··· Texto da página ···
Entre estas contava-se o pagamento de uma jóia para admissão nas lojas, a
formalização da estrutura das reuniões, e a obrigatoriedade de existir um
secretário que registrasse o sucedido em todas as reuniões - aquilo a que hoje
chamamos "atas" - o que permite que, por exemplo, a "Marys
Chapel Lodge" tenha registros ininterruptos das reuniões dos últimos mais
de 400 anos.
Ficava também
formalizado e regulado um antigo costume dos maçons operativos: o uso de senhas
e sinais secretos. De acordo com o nível de conhecimento que um maçon obtinha,
à medida que progredia na arte, era informado de certas palavras ou certos
sinais de reconhecimento. Agora, de acordo com os estatutos de Schaw, tomava
caráter obrigatório outro costume: a proibição de um Mestre dar trabalho a um
operário a não ser que este lhe desse a sua "chave": a palavra e/ou o
sinal que atestavam que estava capacitado a fazer determinado tipo de
trabalhos.
Curiosamente, os
Estatutos contemplam também um sistema de mnemônicas, de memorização.
··· Itens fornecidos ···
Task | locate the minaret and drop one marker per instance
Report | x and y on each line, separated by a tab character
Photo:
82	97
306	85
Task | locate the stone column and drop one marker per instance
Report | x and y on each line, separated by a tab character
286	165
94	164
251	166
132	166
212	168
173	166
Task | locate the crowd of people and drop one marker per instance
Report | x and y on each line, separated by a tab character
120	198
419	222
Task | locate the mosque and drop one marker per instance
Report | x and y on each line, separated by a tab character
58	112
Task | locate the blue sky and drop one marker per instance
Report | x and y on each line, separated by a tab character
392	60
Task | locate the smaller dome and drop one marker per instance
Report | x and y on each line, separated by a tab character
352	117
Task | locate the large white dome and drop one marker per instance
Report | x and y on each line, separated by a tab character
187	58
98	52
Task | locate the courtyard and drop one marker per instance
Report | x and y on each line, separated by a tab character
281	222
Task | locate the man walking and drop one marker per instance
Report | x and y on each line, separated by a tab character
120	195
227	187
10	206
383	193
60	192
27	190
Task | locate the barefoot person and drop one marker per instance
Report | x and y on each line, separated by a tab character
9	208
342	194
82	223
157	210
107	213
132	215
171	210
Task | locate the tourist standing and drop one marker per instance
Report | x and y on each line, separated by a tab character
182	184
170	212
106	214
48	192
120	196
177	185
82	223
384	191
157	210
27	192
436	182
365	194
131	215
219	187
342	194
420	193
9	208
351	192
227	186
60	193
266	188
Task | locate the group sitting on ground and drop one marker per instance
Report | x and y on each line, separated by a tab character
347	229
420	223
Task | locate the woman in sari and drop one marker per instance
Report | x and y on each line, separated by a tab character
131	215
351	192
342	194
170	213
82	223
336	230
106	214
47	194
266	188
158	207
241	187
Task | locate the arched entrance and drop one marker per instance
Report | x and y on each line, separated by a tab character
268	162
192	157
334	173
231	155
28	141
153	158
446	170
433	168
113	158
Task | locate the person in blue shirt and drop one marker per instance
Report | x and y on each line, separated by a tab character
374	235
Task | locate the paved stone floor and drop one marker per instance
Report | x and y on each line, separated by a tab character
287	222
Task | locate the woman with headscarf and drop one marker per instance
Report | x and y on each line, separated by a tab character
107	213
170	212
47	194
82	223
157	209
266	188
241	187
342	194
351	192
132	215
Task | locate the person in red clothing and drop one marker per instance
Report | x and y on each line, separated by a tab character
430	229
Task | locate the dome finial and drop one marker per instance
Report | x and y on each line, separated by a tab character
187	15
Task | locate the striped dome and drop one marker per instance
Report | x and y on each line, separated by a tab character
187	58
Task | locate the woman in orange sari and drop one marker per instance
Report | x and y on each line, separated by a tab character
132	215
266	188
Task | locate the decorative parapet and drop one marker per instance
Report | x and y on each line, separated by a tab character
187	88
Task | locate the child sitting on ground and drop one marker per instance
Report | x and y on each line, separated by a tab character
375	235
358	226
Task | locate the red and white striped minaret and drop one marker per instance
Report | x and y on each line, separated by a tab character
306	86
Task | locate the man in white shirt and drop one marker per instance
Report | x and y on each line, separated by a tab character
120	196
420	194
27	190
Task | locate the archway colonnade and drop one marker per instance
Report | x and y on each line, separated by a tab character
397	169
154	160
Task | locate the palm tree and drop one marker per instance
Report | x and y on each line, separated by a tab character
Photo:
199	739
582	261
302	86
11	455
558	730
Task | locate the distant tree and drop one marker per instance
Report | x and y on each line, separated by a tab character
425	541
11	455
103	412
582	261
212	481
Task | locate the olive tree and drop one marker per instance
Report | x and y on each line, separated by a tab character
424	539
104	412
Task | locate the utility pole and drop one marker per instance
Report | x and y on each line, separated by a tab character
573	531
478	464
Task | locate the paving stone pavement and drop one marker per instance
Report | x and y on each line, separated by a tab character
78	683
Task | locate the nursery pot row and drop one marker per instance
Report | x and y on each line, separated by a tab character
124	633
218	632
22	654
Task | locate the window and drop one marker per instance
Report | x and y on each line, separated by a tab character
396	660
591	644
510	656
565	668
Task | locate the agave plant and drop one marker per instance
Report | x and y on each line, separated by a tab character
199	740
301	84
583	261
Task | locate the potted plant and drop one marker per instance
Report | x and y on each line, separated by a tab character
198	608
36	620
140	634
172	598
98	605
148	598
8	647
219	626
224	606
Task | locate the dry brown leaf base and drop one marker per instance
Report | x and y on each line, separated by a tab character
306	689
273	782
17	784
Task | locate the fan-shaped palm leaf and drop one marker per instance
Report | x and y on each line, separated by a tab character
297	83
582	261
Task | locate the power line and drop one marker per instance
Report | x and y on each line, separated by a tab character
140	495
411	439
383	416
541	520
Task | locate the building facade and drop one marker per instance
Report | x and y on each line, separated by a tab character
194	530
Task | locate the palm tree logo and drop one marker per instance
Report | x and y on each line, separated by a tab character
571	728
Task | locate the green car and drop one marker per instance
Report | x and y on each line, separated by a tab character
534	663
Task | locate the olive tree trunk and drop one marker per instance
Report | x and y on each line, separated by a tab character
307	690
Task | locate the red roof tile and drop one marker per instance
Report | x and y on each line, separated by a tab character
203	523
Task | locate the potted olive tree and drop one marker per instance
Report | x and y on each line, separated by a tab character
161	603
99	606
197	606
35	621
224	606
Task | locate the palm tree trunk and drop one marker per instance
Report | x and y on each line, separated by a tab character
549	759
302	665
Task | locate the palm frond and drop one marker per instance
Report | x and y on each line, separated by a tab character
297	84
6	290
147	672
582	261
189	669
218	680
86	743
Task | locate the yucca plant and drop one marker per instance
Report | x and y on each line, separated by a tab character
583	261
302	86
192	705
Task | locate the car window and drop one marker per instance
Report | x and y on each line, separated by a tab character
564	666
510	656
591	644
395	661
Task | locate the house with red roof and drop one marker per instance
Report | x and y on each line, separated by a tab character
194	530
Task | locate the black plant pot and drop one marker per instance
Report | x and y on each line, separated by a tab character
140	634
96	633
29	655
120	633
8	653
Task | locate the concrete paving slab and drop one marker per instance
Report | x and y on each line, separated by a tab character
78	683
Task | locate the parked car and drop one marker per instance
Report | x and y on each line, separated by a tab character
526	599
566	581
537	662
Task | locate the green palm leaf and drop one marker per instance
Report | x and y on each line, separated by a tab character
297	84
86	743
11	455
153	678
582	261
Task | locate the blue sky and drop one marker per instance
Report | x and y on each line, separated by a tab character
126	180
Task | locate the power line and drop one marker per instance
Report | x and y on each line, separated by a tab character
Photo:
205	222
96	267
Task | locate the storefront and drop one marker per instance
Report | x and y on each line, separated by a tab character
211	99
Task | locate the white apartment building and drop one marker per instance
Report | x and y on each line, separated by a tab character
···
* _Exercício_
Transcreva do texto sobre os estatutos de Schaw o trecho entre "Entre estas contava-se" e "de 400 anos.", incluindo ambos. Os itens não são necessários aqui.

* _Resposta_
Entre estas contava-se o pagamento de uma jóia para admissão nas lojas, a
formalização da estrutura das reuniões, e a obrigatoriedade de existir um
secretário que registrasse o sucedido em todas as reuniões - aquilo a que hoje
chamamos "atas" - o que permite que, por exemplo, a "Marys
Chapel Lodge" tenha registros ininterruptos das reuniões dos últimos mais
de 400 anos.